■ **Task to complete**
I'd like the entries repeated exactly, without their pictures.

[Collected data]
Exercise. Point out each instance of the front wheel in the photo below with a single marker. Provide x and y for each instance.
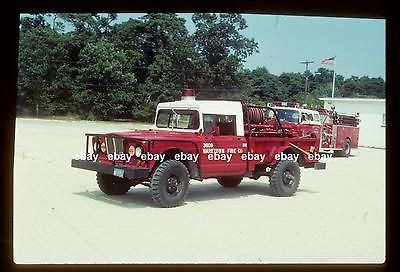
(169, 184)
(285, 178)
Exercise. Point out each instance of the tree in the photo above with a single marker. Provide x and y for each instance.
(221, 47)
(42, 82)
(105, 85)
(265, 86)
(293, 81)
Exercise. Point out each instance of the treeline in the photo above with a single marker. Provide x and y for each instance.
(93, 67)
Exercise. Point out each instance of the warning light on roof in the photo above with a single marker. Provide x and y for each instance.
(188, 94)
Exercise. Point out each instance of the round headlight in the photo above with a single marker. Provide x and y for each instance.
(103, 147)
(138, 151)
(131, 150)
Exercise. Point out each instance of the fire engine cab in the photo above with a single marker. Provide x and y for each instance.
(199, 139)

■ **Answer area**
Exercise. Point out each instance of the front wheel in the photo below with a single marker. Provide x and y for each instance.
(169, 184)
(285, 178)
Exercise. Point out each instance of the tree in the photo above with a single marker. Provide x and y for each instance.
(221, 47)
(42, 82)
(105, 85)
(265, 86)
(293, 81)
Exercise. Point out each instance of the treeline in the photo above with a single marker. Provide x and y for each instance.
(93, 67)
Exercise. Point out each instance of the warning light on roof in the photo above with a single marker. Provide x and y for each instance.
(188, 94)
Exercise. Point out each instance of the round headlight in the photo above with a single marker. Provide x and y for each instance.
(103, 147)
(138, 151)
(131, 150)
Exercise. Point out each instance of the fire engine cab in the photo above with a single marker. Provide x and y for each instance.
(199, 139)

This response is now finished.